━━━━━ INFORMATION

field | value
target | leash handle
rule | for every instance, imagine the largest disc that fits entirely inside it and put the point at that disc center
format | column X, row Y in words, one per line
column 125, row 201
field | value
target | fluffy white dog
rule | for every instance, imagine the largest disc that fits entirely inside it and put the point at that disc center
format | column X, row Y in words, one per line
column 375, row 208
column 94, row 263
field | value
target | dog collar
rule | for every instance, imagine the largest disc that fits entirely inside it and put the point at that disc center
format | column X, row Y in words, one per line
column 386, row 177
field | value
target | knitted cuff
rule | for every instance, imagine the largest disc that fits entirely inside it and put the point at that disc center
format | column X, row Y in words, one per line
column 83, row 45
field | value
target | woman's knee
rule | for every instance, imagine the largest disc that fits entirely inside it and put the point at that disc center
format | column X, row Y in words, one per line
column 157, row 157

━━━━━━━━━━

**WHAT YOU WILL DO:** All of the records must be retyped exactly as they are.

**OUTPUT BELOW:**
field | value
target | leash handle
rule | for every instance, imagine the largest disc that fits entirely inside it and put the point at that disc center
format | column X, row Y in words, one per line
column 125, row 201
field | value
target | fluffy white dog
rule | for every instance, imagine the largest disc that fits entirely inside it and put the point at that disc center
format | column X, row Y in words, one per line
column 375, row 208
column 94, row 263
field | value
target | dog collar
rule | for every instance, imagine the largest disc that fits entirely inside it and put the point at that disc center
format | column X, row Y in words, one per line
column 386, row 177
field | value
target | knitted cuff
rule | for every instance, imagine the largest disc that fits entirely inside it and put the point at that disc center
format | column X, row Y in words, one per line
column 83, row 45
field | value
target | woman's knee
rule | for every instance, imagine the largest disc that fits entirely inside it and put the point at that disc center
format | column X, row Y in words, one per line
column 157, row 157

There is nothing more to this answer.